• Task instructions
Could you render every line of the entries below as a Markdown table with the columns "Row" and "Line", numbering each row and skipping blank lines? Leave the pictures out of the table.

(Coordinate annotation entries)

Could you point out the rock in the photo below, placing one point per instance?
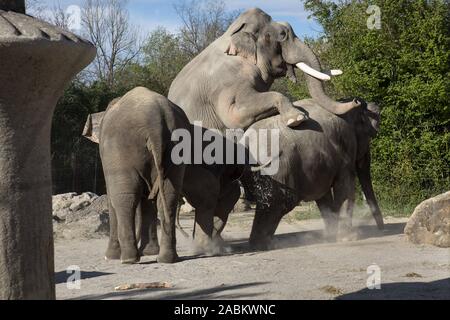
(62, 201)
(83, 216)
(430, 222)
(186, 208)
(82, 201)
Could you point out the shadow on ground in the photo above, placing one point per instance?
(304, 238)
(218, 292)
(435, 290)
(63, 276)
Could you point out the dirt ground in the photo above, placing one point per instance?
(301, 267)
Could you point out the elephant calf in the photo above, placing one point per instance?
(318, 161)
(135, 137)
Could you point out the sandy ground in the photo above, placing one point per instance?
(302, 267)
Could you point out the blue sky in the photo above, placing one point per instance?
(148, 14)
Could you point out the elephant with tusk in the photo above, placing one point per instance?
(227, 85)
(318, 161)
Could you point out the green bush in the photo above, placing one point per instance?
(405, 67)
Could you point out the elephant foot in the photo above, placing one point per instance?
(150, 250)
(294, 118)
(129, 256)
(259, 245)
(348, 235)
(168, 257)
(112, 253)
(209, 247)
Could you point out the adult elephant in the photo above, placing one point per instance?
(227, 85)
(318, 161)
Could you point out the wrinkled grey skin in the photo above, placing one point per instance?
(319, 161)
(227, 85)
(135, 134)
(137, 167)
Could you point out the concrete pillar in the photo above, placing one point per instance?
(37, 61)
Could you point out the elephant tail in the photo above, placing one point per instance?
(158, 186)
(178, 225)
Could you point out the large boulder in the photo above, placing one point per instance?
(84, 216)
(430, 222)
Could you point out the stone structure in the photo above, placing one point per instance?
(37, 61)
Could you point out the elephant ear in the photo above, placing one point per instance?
(243, 43)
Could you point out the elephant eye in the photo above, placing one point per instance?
(282, 36)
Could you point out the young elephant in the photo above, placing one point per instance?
(318, 161)
(135, 149)
(135, 136)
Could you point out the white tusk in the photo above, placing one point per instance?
(336, 72)
(312, 72)
(333, 73)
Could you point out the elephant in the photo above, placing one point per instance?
(227, 85)
(137, 153)
(318, 161)
(135, 149)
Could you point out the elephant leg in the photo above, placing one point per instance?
(168, 198)
(204, 226)
(344, 199)
(329, 215)
(225, 205)
(149, 237)
(113, 250)
(125, 206)
(264, 226)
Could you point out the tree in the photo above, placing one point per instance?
(203, 22)
(405, 66)
(106, 24)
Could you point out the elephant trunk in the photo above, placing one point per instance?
(365, 179)
(302, 53)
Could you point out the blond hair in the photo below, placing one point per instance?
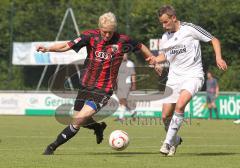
(107, 20)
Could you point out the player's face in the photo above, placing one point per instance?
(107, 33)
(168, 22)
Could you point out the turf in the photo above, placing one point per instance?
(213, 144)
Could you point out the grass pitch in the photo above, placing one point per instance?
(207, 144)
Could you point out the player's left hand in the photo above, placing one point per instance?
(221, 64)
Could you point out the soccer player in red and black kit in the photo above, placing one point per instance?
(105, 48)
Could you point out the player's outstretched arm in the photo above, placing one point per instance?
(217, 49)
(58, 47)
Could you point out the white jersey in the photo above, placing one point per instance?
(183, 51)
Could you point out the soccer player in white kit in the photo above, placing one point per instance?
(180, 45)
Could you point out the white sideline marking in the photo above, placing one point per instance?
(143, 147)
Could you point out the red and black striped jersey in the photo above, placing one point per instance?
(104, 58)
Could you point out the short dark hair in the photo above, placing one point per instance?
(167, 9)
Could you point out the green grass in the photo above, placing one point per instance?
(213, 144)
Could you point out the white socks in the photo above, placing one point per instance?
(174, 126)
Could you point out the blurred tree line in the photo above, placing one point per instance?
(39, 20)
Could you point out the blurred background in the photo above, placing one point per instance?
(39, 20)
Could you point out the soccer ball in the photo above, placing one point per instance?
(118, 140)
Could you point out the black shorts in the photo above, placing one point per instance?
(99, 97)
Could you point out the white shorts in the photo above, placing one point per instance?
(192, 85)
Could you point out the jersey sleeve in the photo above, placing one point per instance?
(78, 43)
(199, 33)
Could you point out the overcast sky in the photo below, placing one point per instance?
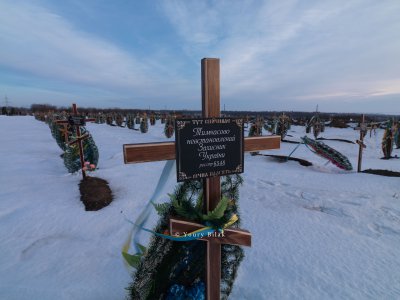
(343, 55)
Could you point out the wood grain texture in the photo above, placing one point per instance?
(146, 152)
(232, 236)
(210, 87)
(211, 186)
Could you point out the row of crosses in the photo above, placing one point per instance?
(147, 152)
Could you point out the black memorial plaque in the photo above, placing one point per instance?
(77, 120)
(208, 147)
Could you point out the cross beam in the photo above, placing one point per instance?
(145, 152)
(231, 236)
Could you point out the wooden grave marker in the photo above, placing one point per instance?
(147, 152)
(76, 120)
(363, 131)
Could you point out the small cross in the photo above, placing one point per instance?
(64, 131)
(79, 138)
(360, 142)
(135, 153)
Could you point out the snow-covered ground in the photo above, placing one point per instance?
(318, 232)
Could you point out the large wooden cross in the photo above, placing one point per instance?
(135, 153)
(363, 131)
(79, 138)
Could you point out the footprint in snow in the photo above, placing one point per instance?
(333, 211)
(382, 229)
(391, 213)
(43, 242)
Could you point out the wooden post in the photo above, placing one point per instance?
(360, 142)
(211, 186)
(80, 145)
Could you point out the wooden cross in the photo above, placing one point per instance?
(79, 138)
(135, 153)
(64, 131)
(360, 142)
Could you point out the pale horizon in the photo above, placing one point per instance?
(275, 56)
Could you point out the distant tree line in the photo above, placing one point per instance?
(295, 115)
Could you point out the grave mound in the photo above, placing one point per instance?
(95, 193)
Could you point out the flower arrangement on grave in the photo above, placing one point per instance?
(152, 119)
(169, 127)
(144, 124)
(256, 130)
(387, 141)
(130, 121)
(175, 270)
(90, 152)
(119, 120)
(335, 157)
(396, 134)
(137, 119)
(110, 119)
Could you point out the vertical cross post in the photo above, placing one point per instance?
(211, 186)
(360, 142)
(80, 145)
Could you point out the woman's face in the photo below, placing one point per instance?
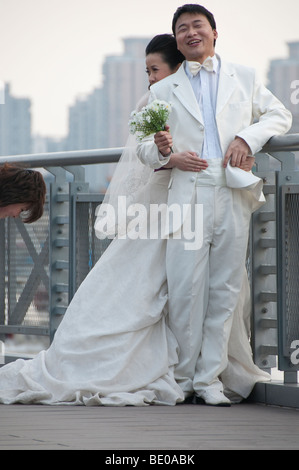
(156, 68)
(13, 210)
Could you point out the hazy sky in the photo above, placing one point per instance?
(52, 50)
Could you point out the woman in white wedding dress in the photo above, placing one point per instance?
(113, 346)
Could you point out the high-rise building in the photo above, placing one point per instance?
(125, 82)
(100, 119)
(15, 124)
(283, 81)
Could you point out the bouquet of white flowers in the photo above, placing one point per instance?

• The reply
| Row | Line |
|---|---|
| 1 | Could you point out the rock in the photo below, placing one point per instance? |
| 2 | (62, 201) |
| 3 | (83, 216) |
| 4 | (430, 222) |
| 5 | (186, 208) |
| 6 | (82, 201) |
| 7 | Could you point out the shadow on ground in the photo above, placing one point per instance? |
| 8 | (304, 238) |
| 9 | (218, 292) |
| 10 | (435, 290) |
| 11 | (63, 276) |
| 12 | Could you point out the dirt ground in the photo above, placing one point per instance? |
| 13 | (301, 267) |
| 14 | Could you point out the elephant calf in the photo above, placing one point per instance? |
| 15 | (318, 161) |
| 16 | (135, 137) |
| 17 | Could you point out the sandy ground in the photo above, placing one point per instance? |
| 18 | (302, 267) |
| 19 | Could you point out the blue sky in the photo above, placing one point per instance? |
| 20 | (148, 14) |
| 21 | Could you point out the elephant with tusk in the photo above, placing one point per instance? |
| 22 | (227, 85) |
| 23 | (318, 161) |
| 24 | Could you point out the green bush in the photo above, placing one point per instance? |
| 25 | (405, 67) |
| 26 | Could you point out the elephant foot in the photo above, placing one point per instance? |
| 27 | (150, 250) |
| 28 | (294, 118) |
| 29 | (129, 256) |
| 30 | (259, 245) |
| 31 | (348, 235) |
| 32 | (168, 257) |
| 33 | (112, 253) |
| 34 | (209, 247) |
| 35 | Could you point out the adult elephant in the photo above, placing one point per instance? |
| 36 | (227, 85) |
| 37 | (318, 161) |
| 38 | Could you point out the wrinkled grey skin in the photo above, placing one point per instance? |
| 39 | (319, 161) |
| 40 | (227, 85) |
| 41 | (135, 134) |
| 42 | (137, 167) |
| 43 | Could you point out the concrete pillar in the photo above, placing one point per instance? |
| 44 | (37, 61) |
| 45 | Could you point out the elephant tail in the photo above, placing one point per instance? |
| 46 | (158, 186) |
| 47 | (178, 225) |
| 48 | Could you point out the large boulder in the photo above, placing one point per instance? |
| 49 | (84, 216) |
| 50 | (430, 222) |
| 51 | Could you point out the stone structure in the photo above, placing one point per instance? |
| 52 | (37, 61) |
| 53 | Could you point out the elephant ear in the photo above, placing one point per instance? |
| 54 | (243, 43) |
| 55 | Could you point out the elephant eye in the photo above, placing one point per instance? |
| 56 | (282, 36) |
| 57 | Could you point out the young elephant in the photo above, placing one point per instance? |
| 58 | (318, 161) |
| 59 | (135, 149) |
| 60 | (135, 136) |
| 61 | Could you point out the white tusk in the photo above, placing one point per instance? |
| 62 | (336, 72) |
| 63 | (312, 72) |
| 64 | (333, 73) |
| 65 | Could you point out the elephant in the photo above, placing one point per instance? |
| 66 | (227, 85) |
| 67 | (137, 153) |
| 68 | (318, 161) |
| 69 | (135, 149) |
| 70 | Could you point out the elephant leg in the photo above, placing one point per instance? |
| 71 | (168, 198) |
| 72 | (204, 226) |
| 73 | (344, 199) |
| 74 | (329, 215) |
| 75 | (225, 205) |
| 76 | (149, 237) |
| 77 | (113, 250) |
| 78 | (125, 206) |
| 79 | (264, 226) |
| 80 | Could you point out the tree in the photo above, placing one point per instance? |
| 81 | (203, 22) |
| 82 | (405, 66) |
| 83 | (106, 24) |
| 84 | Could you point out the elephant trunk in the photo above, placing one point per instance? |
| 85 | (365, 179) |
| 86 | (302, 53) |
| 87 | Could you point out the blond hair in the photo below, placing one point per instance? |
| 88 | (107, 20) |
| 89 | Could you point out the player's face in the photo above, placing one point per instance? |
| 90 | (107, 33) |
| 91 | (168, 22) |
| 92 | Could you point out the turf in the photo above, placing one point per instance? |
| 93 | (213, 144) |
| 94 | Could you point out the grass pitch in the photo above, placing one point per instance? |
| 95 | (207, 144) |
| 96 | Could you point out the player's left hand in the photo above, placing one point per instance? |
| 97 | (221, 64) |
| 98 | Could you point out the soccer player in red and black kit in the photo above, placing one point per instance? |
| 99 | (105, 48) |
| 100 | Could you point out the player's outstretched arm in the photo above, placing one point per instance? |
| 101 | (217, 49) |
| 102 | (58, 47) |
| 103 | Could you point out the white jersey in the photo above, placing one point per instance? |
| 104 | (183, 51) |
| 105 | Could you point out the soccer player in white kit in the photo above, placing one point per instance? |
| 106 | (180, 45) |
| 107 | Could you point out the white sideline marking in the photo above, placing one point per instance? |
| 108 | (143, 147) |
| 109 | Could you point out the red and black striped jersey in the photo above, placing one point per instance? |
| 110 | (104, 58) |
| 111 | Could you point out the short dark hair in the photo above, placing one point per instance? |
| 112 | (167, 9) |
| 113 | Could you point out the green grass in the photo above, placing one point per instance? |
| 114 | (213, 144) |
| 115 | Could you point out the white socks in the photo above, placing one point per instance? |
| 116 | (174, 126) |
| 117 | Could you point out the blurred tree line in the photo above, placing one point per instance? |
| 118 | (39, 20) |
| 119 | Could you point out the blurred background in the photo above, placing one point per instance? |
| 120 | (39, 20) |
| 121 | Could you point out the soccer ball in the photo above, placing one point per instance? |
| 122 | (118, 140) |
| 123 | Could you point out the black shorts in the photo above, placing one point per instance? |
| 124 | (99, 97) |
| 125 | Could you point out the white shorts in the photo above, placing one point per instance? |
| 126 | (192, 85) |
| 127 | Could you point out the jersey sleeve in the photo above, placing one point per instance? |
| 128 | (78, 43) |
| 129 | (199, 33) |
| 130 | Could you point out the overcast sky in the photo below, placing one point per instance? |
| 131 | (343, 55) |
| 132 | Could you point out the wood grain texture in the photo above, placing one point per instance? |
| 133 | (146, 152) |
| 134 | (232, 236) |
| 135 | (210, 87) |
| 136 | (211, 186) |
| 137 | Could you point out the row of crosses in the photo above, placing one point per instance? |
| 138 | (147, 152) |
| 139 | Could you point out the black memorial plaque in the photo above, placing one point per instance? |
| 140 | (77, 120) |
| 141 | (208, 147) |
| 142 | Could you point out the cross beam in the photo above, placing one point per instance? |
| 143 | (145, 152) |
| 144 | (231, 236) |
| 145 | Could you point out the wooden grave marker in the photo above, placing one point per instance? |
| 146 | (147, 152) |
| 147 | (76, 120) |
| 148 | (363, 131) |
| 149 | Could you point out the small cross in the photo above, placing one point per instance? |
| 150 | (64, 131) |
| 151 | (79, 138) |
| 152 | (360, 142) |
| 153 | (135, 153) |
| 154 | Could you point out the snow-covered ground in the photo above, placing one point per instance? |
| 155 | (318, 232) |
| 156 | Could you point out the large wooden cross in the photo above, placing one point per instance? |
| 157 | (135, 153) |
| 158 | (363, 131) |
| 159 | (79, 138) |
| 160 | Could you point out the footprint in snow in the photo above, placing one point per instance? |
| 161 | (333, 211) |
| 162 | (382, 229) |
| 163 | (391, 213) |
| 164 | (43, 242) |
| 165 | Could you point out the wooden post in the photo above, placing one point per instance? |
| 166 | (360, 142) |
| 167 | (211, 186) |
| 168 | (80, 145) |
| 169 | Could you point out the wooden cross in the photo above, placing one point per instance? |
| 170 | (79, 138) |
| 171 | (135, 153) |
| 172 | (64, 131) |
| 173 | (360, 142) |
| 174 | Could you point out the pale horizon in the photo above, placing one point per instance? |
| 175 | (275, 56) |
| 176 | Could you point out the distant tree line in the photo above, placing one point per instance? |
| 177 | (295, 115) |
| 178 | Could you point out the grave mound in the photo above, placing one point per instance? |
| 179 | (95, 193) |
| 180 | Could you point out the flower arrangement on grave in the photo above, placing one point per instance? |
| 181 | (152, 119) |
| 182 | (169, 127) |
| 183 | (144, 124) |
| 184 | (256, 130) |
| 185 | (387, 141) |
| 186 | (130, 121) |
| 187 | (175, 270) |
| 188 | (90, 152) |
| 189 | (119, 120) |
| 190 | (335, 157) |
| 191 | (396, 134) |
| 192 | (137, 119) |
| 193 | (110, 119) |
| 194 | Could you point out the vertical cross post in the photo above, placing one point per instance? |
| 195 | (211, 186) |
| 196 | (360, 142) |
| 197 | (80, 145) |
| 198 | Could you point out the woman's face in the photo below, placing one point per instance? |
| 199 | (156, 68) |
| 200 | (13, 210) |
| 201 | Could you point out the hazy sky in the photo above, placing one point per instance? |
| 202 | (52, 50) |
| 203 | Could you point out the woman in white wedding dress in the photo above, placing one point per instance? |
| 204 | (113, 346) |
| 205 | Could you point out the high-rise building in the photo above, placing one point per instance? |
| 206 | (125, 82) |
| 207 | (100, 119) |
| 208 | (15, 124) |
| 209 | (283, 81) |
| 210 | Could you point out the bouquet of white flowers in the photo above, placing one point per instance? |